Exercise aim:
Copy out all of the entries below word for word, leaving out the pictures.
═══ Supplied entries ═══
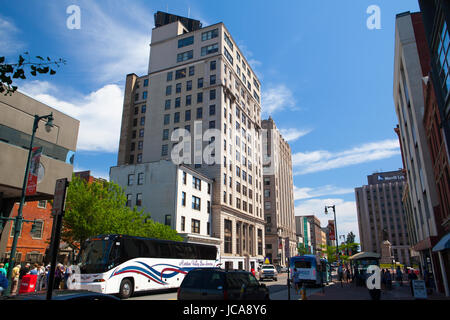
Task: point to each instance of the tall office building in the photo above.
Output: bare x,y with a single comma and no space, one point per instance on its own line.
381,215
411,66
302,227
278,195
199,81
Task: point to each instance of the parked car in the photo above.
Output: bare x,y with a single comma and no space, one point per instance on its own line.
219,284
281,269
268,271
68,295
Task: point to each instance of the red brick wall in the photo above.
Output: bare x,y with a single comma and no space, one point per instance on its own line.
26,243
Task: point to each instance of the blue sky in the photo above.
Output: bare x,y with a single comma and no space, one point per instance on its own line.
326,79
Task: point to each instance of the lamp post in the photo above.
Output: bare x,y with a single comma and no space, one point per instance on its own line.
335,228
19,219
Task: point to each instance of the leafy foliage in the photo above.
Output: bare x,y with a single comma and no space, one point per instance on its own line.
99,208
11,71
302,249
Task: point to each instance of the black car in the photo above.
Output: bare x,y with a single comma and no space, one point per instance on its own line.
219,284
68,295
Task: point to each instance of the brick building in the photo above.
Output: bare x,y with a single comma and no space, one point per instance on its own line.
31,247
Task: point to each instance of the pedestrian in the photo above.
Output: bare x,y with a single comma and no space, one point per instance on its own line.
24,271
389,279
15,279
347,274
399,276
34,271
3,282
2,269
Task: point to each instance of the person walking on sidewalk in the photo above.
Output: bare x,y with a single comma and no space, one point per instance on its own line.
388,279
399,276
15,279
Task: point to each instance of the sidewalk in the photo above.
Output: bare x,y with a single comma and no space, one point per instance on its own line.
350,292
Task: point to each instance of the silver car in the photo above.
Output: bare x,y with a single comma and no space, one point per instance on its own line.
268,271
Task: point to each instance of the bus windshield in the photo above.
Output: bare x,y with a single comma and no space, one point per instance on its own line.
95,256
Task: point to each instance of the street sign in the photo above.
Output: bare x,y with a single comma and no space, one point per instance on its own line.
419,289
32,178
331,233
287,252
60,196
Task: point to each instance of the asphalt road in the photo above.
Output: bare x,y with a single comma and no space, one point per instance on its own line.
275,289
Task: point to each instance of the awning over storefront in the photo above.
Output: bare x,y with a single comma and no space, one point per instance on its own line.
443,244
365,255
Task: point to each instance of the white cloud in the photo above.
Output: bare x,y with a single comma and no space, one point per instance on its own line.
99,112
94,173
321,160
346,214
113,46
277,98
8,37
293,134
308,193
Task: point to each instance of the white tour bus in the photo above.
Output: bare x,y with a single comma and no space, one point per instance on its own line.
121,264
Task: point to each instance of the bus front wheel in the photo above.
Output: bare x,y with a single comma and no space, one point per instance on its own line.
126,289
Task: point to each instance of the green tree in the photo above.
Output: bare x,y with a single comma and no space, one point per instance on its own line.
24,65
302,249
100,208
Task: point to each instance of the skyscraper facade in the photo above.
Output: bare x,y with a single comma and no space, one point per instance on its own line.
199,105
381,215
278,195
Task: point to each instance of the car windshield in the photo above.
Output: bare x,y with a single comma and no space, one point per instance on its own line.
95,255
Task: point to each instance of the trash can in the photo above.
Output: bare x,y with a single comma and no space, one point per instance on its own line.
28,283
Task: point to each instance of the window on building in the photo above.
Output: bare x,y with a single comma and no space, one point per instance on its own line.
139,199
185,42
196,183
181,73
42,204
210,34
228,41
183,199
199,113
227,236
164,150
168,220
213,48
196,203
195,226
130,179
141,178
183,223
187,115
37,229
166,119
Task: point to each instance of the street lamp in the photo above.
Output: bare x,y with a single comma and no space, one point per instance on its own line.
19,219
335,228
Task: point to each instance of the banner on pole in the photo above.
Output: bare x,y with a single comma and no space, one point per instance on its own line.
36,153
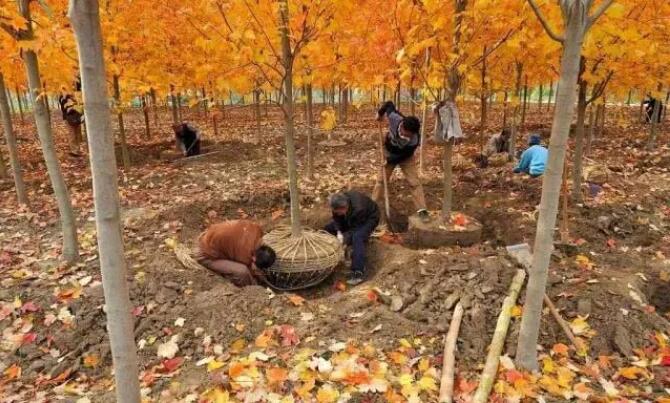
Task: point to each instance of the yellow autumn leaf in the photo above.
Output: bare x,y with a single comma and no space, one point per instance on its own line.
327,394
427,383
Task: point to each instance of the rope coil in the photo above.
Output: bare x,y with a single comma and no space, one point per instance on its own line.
302,261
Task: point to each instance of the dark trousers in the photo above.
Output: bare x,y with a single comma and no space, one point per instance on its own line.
357,238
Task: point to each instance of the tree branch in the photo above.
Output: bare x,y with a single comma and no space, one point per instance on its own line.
545,23
599,12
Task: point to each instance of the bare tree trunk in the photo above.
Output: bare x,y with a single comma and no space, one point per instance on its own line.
67,219
651,143
145,111
310,132
86,23
20,102
576,23
579,143
15,162
589,139
257,114
175,112
125,157
505,105
154,106
287,61
454,79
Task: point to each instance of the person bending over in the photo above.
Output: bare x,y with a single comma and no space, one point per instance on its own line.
234,249
355,217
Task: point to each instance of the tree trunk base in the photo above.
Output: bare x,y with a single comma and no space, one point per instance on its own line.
436,233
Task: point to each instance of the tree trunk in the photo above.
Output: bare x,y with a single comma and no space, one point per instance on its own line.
154,106
287,61
175,112
525,105
310,132
145,111
86,23
125,157
505,105
579,144
61,192
257,115
15,162
551,185
454,79
651,143
589,139
20,102
515,112
205,103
═══
Solution to the exercise:
Task: point to each instance of the tall office building in the photo above.
Output: bare x,y with a single comma and no space, one point per instance on its own line.
381,215
411,66
302,227
278,195
199,81
Task: point to each instance of the parked car in the photo above.
Output: bare x,y with a single comma and no space, one point per instance on its own line.
219,284
281,269
268,271
68,295
Task: point to each instance of the red brick wall in the photo above.
Output: bare x,y with a single comma and no space, one point per instance on its own line.
26,243
Task: point to each instance of the blue sky in the photo above.
Output: bare x,y with a single comma and no space, one point per instance on its own line.
326,79
Task: point to each instance of the lamp post in the photo above.
Output: bare x,y with a single comma and no space, one point per instance on its own line.
335,228
19,219
Task: point to each instance of the leafy foliage in the photo above.
Output: bare x,y with a single comma and no space, one point per instance on its own line.
99,208
11,71
302,249
Task: point to each instance of the black car in the photo above.
Output: bare x,y with a single comma and no space, one point per instance on its own line.
219,284
68,295
Task: point to each instance of the brick building in the photo above.
Output: bare x,y with a single comma and no space, one point per instance on its own line.
31,247
Task: point to each instance of the pedestrian in the photo above.
Output: bare x,y with a single comma and no space, one point per instance on its own line.
24,271
389,279
15,279
347,274
399,276
34,271
3,282
2,269
Task: point to each instance of the person walking on sidewalk in the photo above.
Output: bare x,y with a single comma and no space, one point per instance on its own line.
388,279
399,276
15,279
Task: point to each instance of the sidewalk in the photo above.
Output: bare x,y with a single comma and no space, one point per instance on its own line.
350,292
Task: point to each instance of the silver car in the photo above.
Output: bare x,y with a single comma and no space, one point per instance on its own line.
268,271
Task: point to each instance of the bus windshield in the photo above.
Output: bare x,y with a single comma and no space, one point per instance on its own line.
95,256
Task: point to each instance of the street sign in the photo above.
Output: bare x,y with a single comma and no space, one point per instance on its own line.
419,289
32,178
331,233
287,252
60,196
Task: point to each instance of the asphalt road in the photo above.
Output: bare x,y with a single comma and no space, one point per instance on its own line.
275,289
Task: point to each instance of the awning over storefront in the photo above.
Output: bare x,y with a single comma and no space, one point per instance on its own line.
443,244
365,255
Task: point to each instance of the white cloud in the photo above.
Output: bare x,y with a single comma and no space, one point per instance on its own line.
99,112
94,173
321,160
346,214
113,46
277,98
8,37
293,134
308,193
Task: point to each instance of the white tour bus in the photo above.
Output: bare x,y with a single comma and no space, one point per instance on its own line.
121,264
Task: point to each instance of the bus front wheel in the photo above.
Output: bare x,y with a single comma and no space, one point per instance on its own line.
126,289
Task: point to each instance of the green tree in the photo above.
Output: bare x,y with a single comma and no space, one point per instance on its own line.
24,65
302,249
100,208
Task: point to each instance of the skyscraper facade in the photo above.
Output: bare x,y with a single comma and no space, one point per instance on its own line.
199,105
381,215
278,195
Task: point to each instance of the car windshield in the photo above.
Output: bare x,y with a single comma and no space, one point per instance on its own line.
95,255
Task: point to each instance of the trash can in the photo above.
Output: bare x,y with a single comma and no space, one point per instance on its own line.
28,283
Task: point to each instance of the window on building in the photo above.
Output: bare x,y with a single comma and no space, one point per instance on its own line.
139,199
185,42
196,183
181,73
42,204
210,34
228,41
183,199
199,113
227,236
164,150
168,220
213,48
196,203
195,226
130,179
141,178
183,223
187,115
37,229
166,119
Task: point to each instance of the street lamp in the photo above.
Output: bare x,y with a single comma and no space, one point per instance on its own line.
19,219
335,228
Task: point to each instance of the banner on pole in the photo above.
Output: bare x,y with a single comma and no space, one point per instance on its own line.
36,153
Task: point to each instance of the yellow autumn leaf in the photo above.
Output: bare x,y with a single comma and no space, one point per instance on its own line.
327,394
427,383
Task: point to each instance of the rope coil in the photo above.
Output: bare x,y with a single comma and no space, one point per instance on its own line.
302,261
Task: point to each instance of the dark trousers in the photo above.
Output: bare x,y with a single comma and no space, one point per instance on its own line.
357,238
Task: point to each instance of the tree branch in the photo above.
Output: bare x,y with a single comma and no space, one point per instance on its own line.
545,23
599,12
Task: point to each instance of the bare tree trunk in the photo above.
Output: bare x,y with a single comma and no space, one point per instance on its own line.
67,219
651,143
145,111
310,132
86,23
20,102
576,23
579,143
15,162
589,139
257,114
175,112
125,157
505,105
154,106
287,61
454,79
Task: point to each instance of the person bending over in the photo above.
Output: bare x,y with a single comma and no space, one point per instance on its own line.
234,249
355,217
Task: point to each instance of the tree trunk base in the photo above.
Output: bare x,y with a single comma and no space, one point per instance on its own line.
436,233
Task: point to each instance of the tree trunk in the photo above.
Output: bare x,y with a single comma and no space, one point per instance on its own line.
154,106
287,61
175,112
525,105
310,132
145,111
86,23
125,157
505,105
579,144
61,192
257,115
15,162
551,185
454,79
651,143
589,139
20,102
515,112
205,103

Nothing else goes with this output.